== WORK INSTRUCTIONS ==
The listing that follows is to be repeated exactly.
*** Begin section ***
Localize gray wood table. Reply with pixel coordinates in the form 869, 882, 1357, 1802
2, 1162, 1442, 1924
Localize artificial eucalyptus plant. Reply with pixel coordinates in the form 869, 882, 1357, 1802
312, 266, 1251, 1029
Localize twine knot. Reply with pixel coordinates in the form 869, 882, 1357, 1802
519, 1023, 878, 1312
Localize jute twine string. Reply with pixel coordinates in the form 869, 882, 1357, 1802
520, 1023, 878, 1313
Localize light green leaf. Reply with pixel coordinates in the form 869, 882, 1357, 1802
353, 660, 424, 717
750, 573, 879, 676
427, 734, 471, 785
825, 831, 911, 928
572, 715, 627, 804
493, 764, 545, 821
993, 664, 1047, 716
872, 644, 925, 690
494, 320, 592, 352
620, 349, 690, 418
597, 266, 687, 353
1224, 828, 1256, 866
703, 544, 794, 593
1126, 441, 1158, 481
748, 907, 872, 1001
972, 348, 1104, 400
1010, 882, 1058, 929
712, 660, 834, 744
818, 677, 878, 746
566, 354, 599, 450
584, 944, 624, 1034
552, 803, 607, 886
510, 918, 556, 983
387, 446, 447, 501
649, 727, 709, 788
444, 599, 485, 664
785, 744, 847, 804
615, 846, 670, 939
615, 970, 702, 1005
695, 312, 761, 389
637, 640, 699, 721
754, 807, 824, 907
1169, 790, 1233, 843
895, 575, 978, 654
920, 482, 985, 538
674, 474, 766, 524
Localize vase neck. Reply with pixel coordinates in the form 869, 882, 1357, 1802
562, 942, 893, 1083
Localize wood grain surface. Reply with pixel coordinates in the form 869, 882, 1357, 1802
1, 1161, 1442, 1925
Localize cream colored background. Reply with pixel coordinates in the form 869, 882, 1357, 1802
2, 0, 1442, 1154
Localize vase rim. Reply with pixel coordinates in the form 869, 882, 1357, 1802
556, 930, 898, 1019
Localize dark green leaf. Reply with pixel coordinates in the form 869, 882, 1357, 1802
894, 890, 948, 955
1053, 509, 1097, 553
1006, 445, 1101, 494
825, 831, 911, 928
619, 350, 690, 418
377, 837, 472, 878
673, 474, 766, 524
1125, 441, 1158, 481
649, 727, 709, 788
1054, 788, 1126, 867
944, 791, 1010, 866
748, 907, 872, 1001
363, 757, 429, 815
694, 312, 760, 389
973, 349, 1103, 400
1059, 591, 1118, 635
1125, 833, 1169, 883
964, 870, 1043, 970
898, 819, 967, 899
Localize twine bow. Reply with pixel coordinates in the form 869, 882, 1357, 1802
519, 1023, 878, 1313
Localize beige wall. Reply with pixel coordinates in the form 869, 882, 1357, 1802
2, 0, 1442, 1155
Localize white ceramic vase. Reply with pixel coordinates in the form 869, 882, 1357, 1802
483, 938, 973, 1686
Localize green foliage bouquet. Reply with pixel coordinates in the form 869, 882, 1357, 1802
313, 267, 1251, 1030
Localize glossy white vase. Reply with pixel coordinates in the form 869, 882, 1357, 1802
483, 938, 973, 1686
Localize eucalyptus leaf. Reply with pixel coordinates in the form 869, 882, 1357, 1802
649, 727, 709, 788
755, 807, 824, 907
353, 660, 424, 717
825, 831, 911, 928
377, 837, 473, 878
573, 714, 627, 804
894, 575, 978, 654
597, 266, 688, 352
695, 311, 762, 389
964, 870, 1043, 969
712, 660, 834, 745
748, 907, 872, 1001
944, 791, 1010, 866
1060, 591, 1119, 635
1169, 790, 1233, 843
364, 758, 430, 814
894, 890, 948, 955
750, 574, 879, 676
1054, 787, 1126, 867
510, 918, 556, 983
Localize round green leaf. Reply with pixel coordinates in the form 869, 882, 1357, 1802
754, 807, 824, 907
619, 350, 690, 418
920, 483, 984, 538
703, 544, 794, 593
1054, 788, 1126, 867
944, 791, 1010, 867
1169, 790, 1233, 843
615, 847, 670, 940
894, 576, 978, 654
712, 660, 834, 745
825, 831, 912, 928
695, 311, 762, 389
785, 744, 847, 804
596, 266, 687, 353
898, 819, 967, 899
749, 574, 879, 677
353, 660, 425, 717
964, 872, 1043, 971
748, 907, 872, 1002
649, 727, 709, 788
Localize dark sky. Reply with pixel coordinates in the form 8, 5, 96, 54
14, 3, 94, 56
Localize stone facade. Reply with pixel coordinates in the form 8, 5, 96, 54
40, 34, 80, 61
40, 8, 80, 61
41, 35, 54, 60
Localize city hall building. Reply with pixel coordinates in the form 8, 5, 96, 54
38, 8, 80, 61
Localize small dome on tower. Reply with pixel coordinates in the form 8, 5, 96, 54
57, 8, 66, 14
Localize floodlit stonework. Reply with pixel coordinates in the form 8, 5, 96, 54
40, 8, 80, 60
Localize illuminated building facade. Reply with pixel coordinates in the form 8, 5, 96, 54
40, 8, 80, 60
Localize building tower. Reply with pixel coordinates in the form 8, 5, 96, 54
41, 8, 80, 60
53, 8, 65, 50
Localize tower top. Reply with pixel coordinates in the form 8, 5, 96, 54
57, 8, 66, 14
*** End section ***
== RESULT OF THIS TASK ==
Localize gray wood table. Reply with pixel coordinates in the form 869, 882, 1357, 1802
2, 1162, 1442, 1924
Localize artificial eucalyptus plant. Reply with pixel coordinates in the form 869, 882, 1357, 1802
312, 266, 1251, 1029
Localize twine knot. Reply with pixel coordinates in the form 869, 882, 1357, 1802
519, 1023, 878, 1312
Localize jute twine string. Reply with pixel coordinates in the form 869, 882, 1357, 1802
520, 1023, 878, 1313
Localize light green leaf. Reply with pixel coordinates in the form 869, 882, 1357, 1802
353, 660, 424, 717
750, 573, 879, 676
427, 734, 471, 785
825, 831, 911, 928
572, 715, 627, 804
493, 764, 545, 821
993, 664, 1047, 716
872, 644, 925, 690
494, 320, 592, 352
620, 349, 690, 418
597, 266, 687, 353
1224, 828, 1256, 866
703, 544, 794, 593
1126, 441, 1158, 481
748, 907, 872, 1001
972, 348, 1104, 400
1010, 882, 1058, 929
712, 660, 834, 744
818, 677, 878, 746
566, 354, 599, 450
584, 944, 624, 1034
552, 803, 607, 886
510, 918, 556, 983
387, 446, 447, 501
649, 727, 709, 788
444, 599, 485, 664
785, 744, 847, 804
615, 846, 670, 939
615, 970, 702, 1005
695, 312, 761, 389
637, 640, 699, 721
754, 807, 824, 907
1169, 790, 1233, 843
895, 575, 978, 654
920, 482, 985, 538
674, 474, 766, 524
Localize vase neck. Reply with pixel coordinates in the form 869, 882, 1357, 1802
562, 942, 893, 1083
Localize wood grain surface. Reply with pixel coordinates in the form 869, 882, 1357, 1802
1, 1161, 1442, 1925
Localize cream colored background. Reply with pixel coordinates in the form 869, 882, 1357, 1802
2, 0, 1442, 1154
Localize vase rim. Reply with pixel coordinates in the form 869, 882, 1357, 1802
556, 930, 898, 1019
Localize dark green leaf. Reply with pixel coordinates in the form 869, 882, 1357, 1802
894, 890, 948, 955
1053, 509, 1097, 553
1006, 445, 1101, 494
825, 831, 911, 928
619, 350, 690, 418
377, 837, 472, 878
673, 474, 766, 524
1125, 441, 1158, 481
649, 727, 709, 788
1054, 788, 1126, 867
944, 791, 1010, 866
748, 907, 872, 1001
363, 757, 429, 815
694, 312, 760, 389
973, 349, 1103, 400
1059, 591, 1118, 635
1125, 833, 1169, 883
964, 870, 1043, 970
898, 819, 967, 899
Localize twine bow. Reply with pixel coordinates in the form 869, 882, 1357, 1802
519, 1023, 878, 1313
Localize beige wall. Reply with pixel coordinates in the form 869, 882, 1357, 1802
2, 0, 1442, 1155
Localize white ceramic vase. Reply with pixel coordinates in the form 869, 882, 1357, 1802
483, 938, 973, 1686
Localize green foliage bouquet. Reply with pixel coordinates in the form 869, 882, 1357, 1802
313, 267, 1251, 1030
Localize glossy white vase. Reply with pixel coordinates in the form 869, 882, 1357, 1802
483, 938, 973, 1686
Localize eucalyptus leaf. Reply with pixel coordinates in the form 869, 882, 1357, 1802
649, 727, 709, 788
755, 807, 824, 907
353, 660, 424, 717
825, 831, 911, 928
377, 837, 473, 878
573, 714, 627, 804
894, 575, 978, 654
597, 266, 688, 352
695, 311, 762, 389
964, 870, 1043, 969
712, 660, 834, 745
748, 907, 872, 1001
944, 791, 1010, 866
1060, 591, 1119, 635
1169, 790, 1233, 843
364, 758, 430, 814
894, 890, 948, 955
750, 574, 879, 676
1054, 787, 1126, 867
510, 918, 556, 983
Localize round green leaf. Reply with pixel coordinates in the form 869, 882, 1357, 1802
754, 807, 824, 907
619, 350, 690, 418
920, 483, 984, 538
703, 544, 794, 593
1054, 788, 1126, 867
944, 791, 1010, 867
1169, 790, 1233, 843
615, 847, 670, 940
894, 576, 978, 654
712, 660, 834, 745
825, 831, 912, 928
695, 311, 762, 389
785, 744, 847, 804
596, 266, 687, 353
898, 819, 967, 899
749, 574, 879, 677
353, 660, 425, 717
964, 872, 1043, 971
748, 907, 872, 1002
649, 727, 709, 788
Localize dark sky. Reply with pixel coordinates in the form 8, 5, 96, 54
14, 3, 94, 56
Localize stone facade. Reply with pixel coordinates in the form 8, 5, 96, 54
40, 34, 80, 61
40, 8, 80, 61
41, 35, 54, 60
Localize city hall building. Reply with pixel coordinates in the form 8, 5, 96, 54
38, 8, 80, 61
Localize small dome on tower. Reply with pixel coordinates in the form 8, 5, 96, 54
57, 8, 66, 14
Localize floodlit stonework. Reply with pixel coordinates in the form 8, 5, 96, 54
40, 8, 80, 60
Localize illuminated building facade. Reply with pixel coordinates in the form 8, 5, 96, 54
40, 8, 80, 60
Localize building tower. Reply with pixel coordinates in the form 8, 5, 96, 54
41, 8, 80, 60
53, 8, 65, 50
Localize tower top. Reply with pixel coordinates in the form 8, 5, 96, 54
57, 8, 66, 14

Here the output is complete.